■ **TASK GOAL**
Extract the full listing verbatim and drop any pictures from your copy.

%%

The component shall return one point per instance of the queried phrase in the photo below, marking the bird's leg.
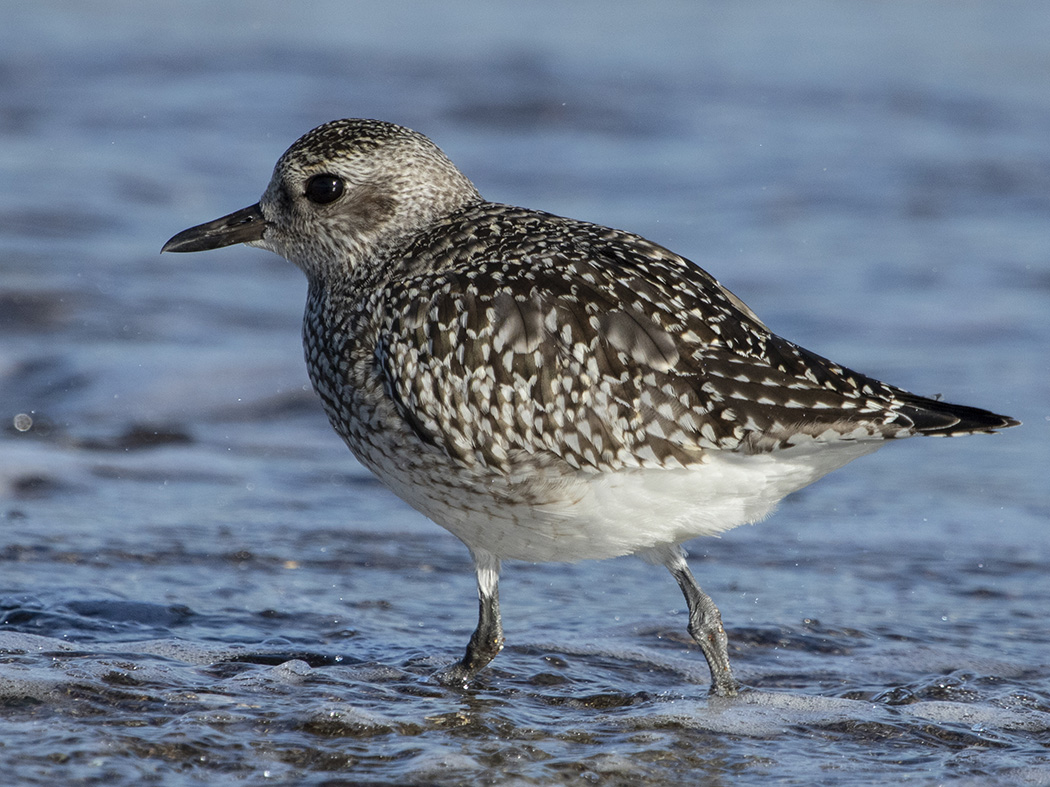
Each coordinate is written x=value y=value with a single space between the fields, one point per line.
x=705 y=626
x=487 y=638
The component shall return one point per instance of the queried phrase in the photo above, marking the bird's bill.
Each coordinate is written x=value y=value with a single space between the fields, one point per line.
x=240 y=227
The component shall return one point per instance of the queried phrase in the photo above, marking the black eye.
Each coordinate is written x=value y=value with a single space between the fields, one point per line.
x=323 y=189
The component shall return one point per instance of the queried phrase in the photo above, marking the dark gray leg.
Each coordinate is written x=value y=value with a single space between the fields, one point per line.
x=705 y=626
x=487 y=638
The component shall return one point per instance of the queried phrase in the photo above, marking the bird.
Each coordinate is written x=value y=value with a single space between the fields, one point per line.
x=548 y=389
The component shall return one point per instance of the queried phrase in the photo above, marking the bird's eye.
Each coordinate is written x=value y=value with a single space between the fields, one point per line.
x=323 y=189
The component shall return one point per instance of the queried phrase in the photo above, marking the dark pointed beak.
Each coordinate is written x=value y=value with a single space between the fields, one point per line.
x=242 y=227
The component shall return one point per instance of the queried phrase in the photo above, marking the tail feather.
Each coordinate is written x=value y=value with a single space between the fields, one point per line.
x=943 y=419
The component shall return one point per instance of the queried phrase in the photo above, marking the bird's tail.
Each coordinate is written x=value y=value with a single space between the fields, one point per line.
x=945 y=420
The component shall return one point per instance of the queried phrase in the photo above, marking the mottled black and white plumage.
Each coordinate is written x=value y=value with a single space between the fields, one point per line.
x=544 y=388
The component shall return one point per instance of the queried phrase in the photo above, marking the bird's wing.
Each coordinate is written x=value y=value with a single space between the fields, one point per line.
x=608 y=352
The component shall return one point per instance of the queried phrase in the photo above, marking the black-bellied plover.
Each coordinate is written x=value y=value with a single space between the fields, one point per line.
x=545 y=388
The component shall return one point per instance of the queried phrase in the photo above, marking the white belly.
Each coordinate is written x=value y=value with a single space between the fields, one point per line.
x=595 y=516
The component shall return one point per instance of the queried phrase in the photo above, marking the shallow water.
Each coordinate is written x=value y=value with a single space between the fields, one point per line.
x=200 y=585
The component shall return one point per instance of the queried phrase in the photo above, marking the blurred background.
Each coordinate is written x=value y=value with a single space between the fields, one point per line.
x=185 y=545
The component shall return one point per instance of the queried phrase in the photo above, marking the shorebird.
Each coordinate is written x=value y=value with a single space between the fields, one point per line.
x=548 y=389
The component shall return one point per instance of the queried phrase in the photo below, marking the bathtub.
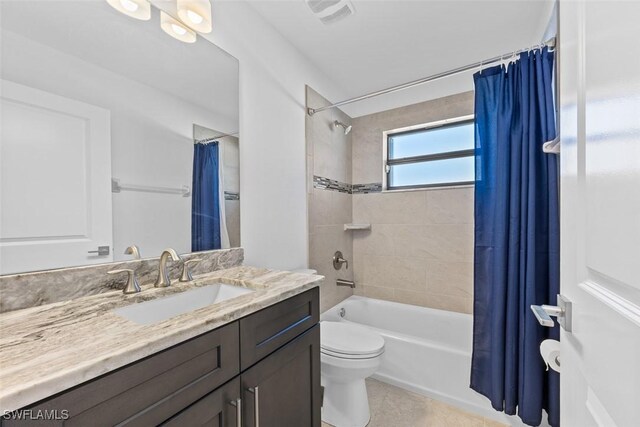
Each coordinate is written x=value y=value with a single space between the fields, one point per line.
x=427 y=351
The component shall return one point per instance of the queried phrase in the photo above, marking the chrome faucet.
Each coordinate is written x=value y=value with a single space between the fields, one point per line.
x=163 y=279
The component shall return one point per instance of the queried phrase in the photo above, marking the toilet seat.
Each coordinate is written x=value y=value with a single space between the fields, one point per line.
x=347 y=341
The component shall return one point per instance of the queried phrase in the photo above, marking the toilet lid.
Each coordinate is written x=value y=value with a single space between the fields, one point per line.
x=349 y=339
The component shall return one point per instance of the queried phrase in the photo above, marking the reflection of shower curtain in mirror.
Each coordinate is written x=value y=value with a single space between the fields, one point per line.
x=208 y=225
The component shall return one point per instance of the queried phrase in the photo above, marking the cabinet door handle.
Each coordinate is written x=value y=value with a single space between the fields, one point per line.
x=238 y=405
x=256 y=404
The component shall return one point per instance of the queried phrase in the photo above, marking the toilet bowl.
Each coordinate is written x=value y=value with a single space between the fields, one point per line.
x=348 y=354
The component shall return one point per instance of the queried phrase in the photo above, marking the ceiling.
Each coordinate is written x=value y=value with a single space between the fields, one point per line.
x=200 y=73
x=395 y=41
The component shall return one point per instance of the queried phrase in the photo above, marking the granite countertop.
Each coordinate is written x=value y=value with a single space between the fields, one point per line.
x=50 y=348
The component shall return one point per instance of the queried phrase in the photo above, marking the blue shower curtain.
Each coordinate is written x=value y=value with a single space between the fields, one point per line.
x=205 y=203
x=516 y=236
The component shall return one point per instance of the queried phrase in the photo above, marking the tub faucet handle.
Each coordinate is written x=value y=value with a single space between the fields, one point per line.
x=338 y=260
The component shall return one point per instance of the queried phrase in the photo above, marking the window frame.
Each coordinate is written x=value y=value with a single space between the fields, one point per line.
x=387 y=163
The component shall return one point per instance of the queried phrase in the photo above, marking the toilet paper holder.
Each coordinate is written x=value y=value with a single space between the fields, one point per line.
x=562 y=312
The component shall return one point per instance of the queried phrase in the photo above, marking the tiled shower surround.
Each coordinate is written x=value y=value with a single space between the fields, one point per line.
x=329 y=201
x=420 y=246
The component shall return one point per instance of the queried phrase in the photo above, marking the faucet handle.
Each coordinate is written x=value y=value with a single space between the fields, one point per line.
x=132 y=285
x=186 y=273
x=133 y=250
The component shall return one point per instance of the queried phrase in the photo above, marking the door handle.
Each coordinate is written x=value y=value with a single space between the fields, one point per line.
x=256 y=404
x=238 y=405
x=102 y=251
x=562 y=312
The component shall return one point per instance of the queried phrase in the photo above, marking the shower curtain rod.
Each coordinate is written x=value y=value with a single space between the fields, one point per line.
x=215 y=138
x=549 y=43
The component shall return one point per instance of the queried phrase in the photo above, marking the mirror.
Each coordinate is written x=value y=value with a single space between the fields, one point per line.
x=101 y=115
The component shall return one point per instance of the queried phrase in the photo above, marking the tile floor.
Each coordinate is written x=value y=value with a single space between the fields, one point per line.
x=394 y=407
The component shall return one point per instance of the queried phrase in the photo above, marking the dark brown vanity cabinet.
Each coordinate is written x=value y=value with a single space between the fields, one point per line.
x=284 y=388
x=260 y=371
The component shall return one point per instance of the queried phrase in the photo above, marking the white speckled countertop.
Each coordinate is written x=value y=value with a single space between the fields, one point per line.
x=50 y=348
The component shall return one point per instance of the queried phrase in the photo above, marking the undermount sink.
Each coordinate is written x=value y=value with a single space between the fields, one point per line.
x=160 y=309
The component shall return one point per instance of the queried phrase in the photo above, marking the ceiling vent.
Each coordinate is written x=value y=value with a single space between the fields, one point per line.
x=330 y=11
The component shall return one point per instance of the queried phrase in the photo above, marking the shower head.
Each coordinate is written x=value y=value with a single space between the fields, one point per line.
x=346 y=128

%%

■ **SOLUTION TO THIS TASK**
The component shall return one point per instance of the queried phrase in the photo below, marking the bird's leg.
Each coordinate is written x=value y=value with a single space between the fields, one point per line.
x=705 y=626
x=487 y=638
The component shall return one point per instance of the queried phrase in the photo above, marking the bird's bill.
Each coordinate is written x=value y=value with a single space between the fields, one point per line.
x=240 y=227
The component shall return one point per instance of the queried phrase in the photo above, marking the black eye.
Each coordinate is written x=value y=value with a single space between the fields, one point per line.
x=323 y=189
The component shall return one point per instance of the queried phrase in the photo above, marking the dark gray leg.
Each coordinate is written x=value y=value with a single space between the fields, one point per line.
x=705 y=626
x=487 y=638
The component shall return one point per instance of the queried phrase in the photo above, marking the bird.
Each coordinate is written x=value y=value with a single space between the fields, one point per line.
x=548 y=389
The component shall return one point per instance of the queried phrase in the photo above, marking the bird's eye.
Each coordinate is written x=value y=value with a single space between the fields, one point per line.
x=323 y=189
The component shall return one point per instance of the queried phrase in the photo above, marking the dark pointed beak.
Each coordinate is written x=value y=value with a single space between the fields, one point per line.
x=242 y=227
The component shall return one point per instance of the queried phrase in the photo above, marking the tail feather.
Each coordinate is written x=value y=value with a single space between the fields, one point per line.
x=943 y=419
The component shall return one point per instance of the queried phrase in the photo above, marking the bird's tail.
Each coordinate is written x=value y=value with a single space between the fields, one point per line.
x=945 y=420
The component shall return one point per instance of the queried phrase in the photo above, marking the mottled black and white plumage.
Each coordinate is written x=value y=value with a single space between the fields, one point per line.
x=544 y=388
The component shall return one point per instance of the queried phrase in the photo above, marking the bird's wing.
Each coordinate is written x=value y=value with a single space between the fields, one point per line.
x=608 y=352
The component shall return one point per instance of the queried phrase in the photo above, marking the black-bellied plover.
Each coordinate is written x=value y=value with a single space between the fields, one point per line.
x=545 y=388
The component shall return one point per instance of the queried phrase in the photo above, marking the white belly.
Each coordinate is written x=value y=value with a single space between the fields, one point per line.
x=595 y=516
The component shall return one point per instance of the queried phrase in the photo above, marking the shallow water.
Each coordinate is written x=value y=value with a single space between the fields, one point per line.
x=200 y=585
The component shall return one point per instance of the queried phrase in the photo above, marking the blurred background.
Each coordinate is written x=value y=value with a single space between the fields, one point per line.
x=185 y=545
The component shall return one point per instance of the queried phrase in the photo above, marking the shorebird.
Each coordinate is written x=value y=value with a single space between the fields, one point per line.
x=548 y=389
The component shall return one point per instance of the queried phrase in the photo below, marking the bathtub.
Each coordinate is written x=value y=value with a single space between the fields, one point per line.
x=427 y=351
The component shall return one point per instance of the queried phrase in the photo above, marking the chrome faucet.
Each coordinate is written x=value y=value with a single space between the fields, one point per line.
x=163 y=279
The component shall return one point per instance of the queried phrase in the photo above, marking the toilet seat.
Each coordinate is written x=value y=value with a single space between the fields, one point per line.
x=347 y=341
The component shall return one point per instance of the queried phrase in the photo above, marking the toilet lid.
Each coordinate is written x=value y=value with a single space between the fields, one point per line.
x=349 y=339
The component shall return one point per instance of the queried phrase in the photo above, marking the reflection of shower curtain in mirror.
Each coordinate is written x=value y=value with a single space between the fields, one point per line.
x=208 y=225
The component shall return one point per instance of the queried phrase in the photo above, marking the cabinet door handle.
Each coordinate is written x=value y=value with a single space between the fields, one point per line.
x=238 y=405
x=256 y=404
The component shall return one point per instance of the queried phrase in the photo above, marking the toilet bowl.
Each coordinate is written x=value y=value with a single space between the fields, one point per line.
x=348 y=354
The component shall return one point per instance of the queried phrase in the photo above, marking the ceiling.
Each coordinate is written x=value y=value with a single space between the fields, one point per line.
x=200 y=73
x=395 y=41
The component shall return one point per instance of the queried phrase in the photo above, marking the granite countertop.
Each coordinate is written x=value y=value with a single space between the fields, one point per line.
x=50 y=348
The component shall return one point per instance of the queried phrase in the photo above, marking the blue shower curtain.
Each coordinate is written x=value y=value with a single space between the fields, one point per line.
x=205 y=203
x=516 y=236
The component shall return one point per instance of the queried phrase in the photo above, marking the tub faucet handle.
Each coordinate is written x=value y=value with a single space between the fields, one point per line.
x=338 y=260
The component shall return one point per instance of the queried phrase in the photo above, marking the window frame.
Each coordinate is written x=value y=value with a single space between the fields, one point per line.
x=387 y=163
The component shall return one point per instance of the queried phrase in the photo above, marking the toilet paper holder.
Each coordinate is written x=value y=value with a single space between the fields, one point per line.
x=562 y=312
The component shall return one point per instance of the queried phrase in the photo above, marking the tiled shower surround.
Each coordinate is written x=value y=value with a single space between the fields, one point per line.
x=329 y=201
x=420 y=246
The component shall return one point per instance of the queried phrase in the photo above, marking the faucet handle.
Each coordinate is written x=value y=value with a single space between the fields, one point per line.
x=132 y=285
x=186 y=273
x=133 y=250
The component shall return one point per instance of the queried phrase in the photo above, marking the door handle.
Each coordinate is written x=value y=value with a single space between the fields, one point per line.
x=256 y=404
x=238 y=405
x=102 y=251
x=562 y=312
The component shall return one point per instance of the queried phrase in the photo above, marking the shower curtain rod.
Each coordinate is written x=value y=value with a single space between the fields, one point per line.
x=215 y=138
x=549 y=43
The component shall return one point per instance of the queried phrase in the photo above, marking the mirror.
Each coordinate is written x=value y=value with a single space between the fields, one point per line.
x=101 y=115
The component shall return one point per instance of the queried phrase in the photo above, marking the tile floor.
Each coordinate is written x=value y=value with a single space between the fields, one point per line.
x=394 y=407
The component shall return one point per instance of the queried phrase in the photo above, marking the dark brown vanity cabinet.
Each coordinate is written x=value y=value with a single space between the fields, one point per line.
x=284 y=388
x=260 y=371
The component shall return one point per instance of the queried phrase in the photo above, marking the white speckled countertop.
Each coordinate is written x=value y=value with a single space between the fields, one point per line.
x=50 y=348
The component shall return one point per instance of the queried phrase in the photo above, marking the undermount sink.
Each coordinate is written x=value y=value with a single space between the fields, one point per line.
x=160 y=309
The component shall return one point per instance of the queried phrase in the photo above, marking the ceiling vent.
Each coordinate is written x=value y=value with a single space between the fields, one point per line.
x=330 y=11
The component shall return one point per instance of the queried phrase in the photo above, marking the shower head.
Each coordinate is written x=value y=value with a single space between the fields, one point per line.
x=346 y=128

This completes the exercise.